(Records from a data source)

━━━━━━

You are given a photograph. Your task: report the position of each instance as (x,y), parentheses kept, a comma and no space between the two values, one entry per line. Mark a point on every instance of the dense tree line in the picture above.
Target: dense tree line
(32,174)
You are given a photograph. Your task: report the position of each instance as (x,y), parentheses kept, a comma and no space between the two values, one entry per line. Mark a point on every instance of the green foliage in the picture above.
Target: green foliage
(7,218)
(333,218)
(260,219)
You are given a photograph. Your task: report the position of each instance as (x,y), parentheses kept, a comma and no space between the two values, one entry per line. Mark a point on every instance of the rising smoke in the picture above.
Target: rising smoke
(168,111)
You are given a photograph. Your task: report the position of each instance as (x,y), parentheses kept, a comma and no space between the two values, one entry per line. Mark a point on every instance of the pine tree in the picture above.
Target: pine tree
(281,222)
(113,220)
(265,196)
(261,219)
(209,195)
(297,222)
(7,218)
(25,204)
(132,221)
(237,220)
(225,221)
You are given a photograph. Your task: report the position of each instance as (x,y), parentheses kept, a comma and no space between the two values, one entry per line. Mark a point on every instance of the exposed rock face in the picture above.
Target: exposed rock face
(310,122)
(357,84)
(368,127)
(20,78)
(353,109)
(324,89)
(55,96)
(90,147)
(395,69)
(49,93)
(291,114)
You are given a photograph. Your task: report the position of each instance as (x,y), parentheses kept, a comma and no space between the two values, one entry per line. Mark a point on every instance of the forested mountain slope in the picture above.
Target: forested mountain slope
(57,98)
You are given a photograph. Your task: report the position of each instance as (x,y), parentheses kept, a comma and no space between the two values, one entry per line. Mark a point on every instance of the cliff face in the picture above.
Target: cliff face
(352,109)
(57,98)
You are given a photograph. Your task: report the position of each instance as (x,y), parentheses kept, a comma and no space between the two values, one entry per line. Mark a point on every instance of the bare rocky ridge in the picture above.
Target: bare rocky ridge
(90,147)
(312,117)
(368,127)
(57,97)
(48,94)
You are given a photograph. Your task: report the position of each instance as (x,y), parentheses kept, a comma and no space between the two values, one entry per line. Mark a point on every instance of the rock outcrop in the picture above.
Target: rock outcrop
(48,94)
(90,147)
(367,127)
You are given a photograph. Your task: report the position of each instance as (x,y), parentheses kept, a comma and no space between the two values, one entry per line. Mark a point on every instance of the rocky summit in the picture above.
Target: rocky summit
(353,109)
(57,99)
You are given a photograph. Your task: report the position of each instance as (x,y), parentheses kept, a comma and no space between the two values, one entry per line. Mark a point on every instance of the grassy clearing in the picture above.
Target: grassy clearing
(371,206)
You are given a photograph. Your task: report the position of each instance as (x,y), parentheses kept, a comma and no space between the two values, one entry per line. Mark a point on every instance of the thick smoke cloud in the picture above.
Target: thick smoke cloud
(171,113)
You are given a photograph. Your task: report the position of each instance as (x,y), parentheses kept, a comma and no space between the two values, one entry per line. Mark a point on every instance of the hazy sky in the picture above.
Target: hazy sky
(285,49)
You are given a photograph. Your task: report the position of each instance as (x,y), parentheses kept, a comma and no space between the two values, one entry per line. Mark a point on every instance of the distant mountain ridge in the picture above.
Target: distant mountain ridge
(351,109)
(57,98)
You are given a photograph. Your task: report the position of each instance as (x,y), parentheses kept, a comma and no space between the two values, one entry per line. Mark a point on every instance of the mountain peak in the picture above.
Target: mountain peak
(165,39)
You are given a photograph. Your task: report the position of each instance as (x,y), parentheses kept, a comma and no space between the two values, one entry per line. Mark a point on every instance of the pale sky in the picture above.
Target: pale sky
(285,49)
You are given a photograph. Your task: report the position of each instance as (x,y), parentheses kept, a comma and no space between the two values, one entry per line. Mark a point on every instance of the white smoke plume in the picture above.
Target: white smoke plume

━━━━━━

**Task:**
Rewrite every line of the records above as a numbered list, leaving out any blank lines.

**Exercise solution:**
1. You are given a photograph. Your task: report the position of each instance as (x,y), parentheses kept, a comma and no space between the two values, one entry per line. Mark a point on every instance of the dense tree line in the picture above.
2. Target: dense tree line
3. (32,174)
4. You are given a photograph. Your task: report the position of each instance as (x,y), parentheses kept, a comma and no space between the two values, one entry per line. Mark a point on every instance of the green foliage in the picture above.
5. Target: green foliage
6. (7,218)
7. (333,218)
8. (260,219)
9. You are given a photograph. Your task: report the position of each instance as (x,y), parentheses kept, a comma and no space between the two values, one entry per line. Mark a point on every instance of the rising smoke in the picture above.
10. Target: rising smoke
11. (168,111)
12. You are given a photograph. Your task: report the position of each instance as (x,y), parentheses kept, a comma and no space between the two values, one entry per line. Mark a point on every instance of the pine tree in the picture above.
13. Target: pine tree
14. (281,222)
15. (113,220)
16. (265,196)
17. (261,219)
18. (209,195)
19. (297,222)
20. (7,218)
21. (25,204)
22. (132,221)
23. (237,220)
24. (225,221)
25. You are given a photograph. Your task: report the position of each instance as (x,y), parentheses kept, a comma and no space between the two values, one entry per line. Mark a point on every instance of the exposed rock face in the picture above.
26. Target: exposed rock face
27. (310,122)
28. (357,84)
29. (368,127)
30. (20,78)
31. (353,109)
32. (324,89)
33. (55,96)
34. (90,147)
35. (395,69)
36. (49,93)
37. (291,114)
38. You are given a photograph. Your task: report the position of each instance as (x,y), parentheses kept, a comma and no space between the two values, one entry per line. Mark a point on every instance of the forested mountain slope in the picture above.
39. Target: forested mountain slope
40. (57,98)
41. You are given a photograph. Your task: report the position of each instance as (x,y), parentheses kept, a comma and no space between the two values, one entry per line. Mark a point on every instance of the cliff face in the picture above.
42. Target: cliff face
43. (352,109)
44. (57,98)
45. You are given a photograph. Your task: report the position of each instance as (x,y), parentheses kept, a comma and no space between the two values, one entry per line. Mark a point on every instance of the bare rocky ridge in the picture above.
46. Target: bare rocky ridge
47. (90,147)
48. (312,117)
49. (368,127)
50. (57,97)
51. (48,94)
52. You are given a photograph. Your task: report the position of each instance as (x,y), parentheses kept, a comma and no space between the two values, one entry per line. Mark a point on every instance of the rock outcrop in the picture above.
53. Target: rock outcrop
54. (48,94)
55. (90,147)
56. (367,127)
57. You are given a photograph. Your task: report the position of each instance as (x,y), parentheses kept, a comma and no space between the two values, one entry per line. Mark a point on every instance of the rocky summit in the picture above.
58. Target: rocky summit
59. (353,109)
60. (57,99)
61. You are given a photograph. Your task: report the position of each instance as (x,y), parentheses kept, a comma and no space between the two values, one entry per line. Mark a point on every instance of the grassy clearing in the picture above.
62. Target: grassy clearing
63. (371,206)
64. You are given a photograph. Your task: report the position of each instance as (x,y), parentheses kept, a comma and no space between the two values, one entry per line. Mark a point on every instance of the thick smoke cloud in the picture above.
65. Target: thick smoke cloud
66. (171,113)
67. You are given a photograph. Your task: report the position of each instance as (x,y), parentheses kept, a comma and no space between the two values, one entry per line. Mark a point on every instance of the hazy sky in the picture above.
68. Target: hazy sky
69. (285,49)
70. You are given a photograph. Your task: report the position of each instance as (x,y), parentheses kept, a comma and no space between the two values, one entry per line. Mark a point on every instance of the distant mountain ridge in the picture above.
71. Target: distant mountain ridge
72. (351,109)
73. (57,98)
74. You are given a photograph. Your task: report the position of each instance as (x,y), parentheses kept, a comma and no space between the two values, one entry per line. Mark a point on every instance of the mountain peak in the picture above.
75. Target: mountain peak
76. (165,39)
77. You are given a photograph. Your task: report the position of each instance as (x,y), parentheses kept, a comma and no space between the two values, one entry per line. Mark a point on every instance of the pale sky in the picture above.
78. Target: pale sky
79. (285,49)
80. You are given a photograph. Your task: report the position of each instance as (x,y), parentheses kept, a comma and no space between the two values, one entry per line. Mark a point on every instance of the white smoke plume in the picture above.
81. Target: white smoke plume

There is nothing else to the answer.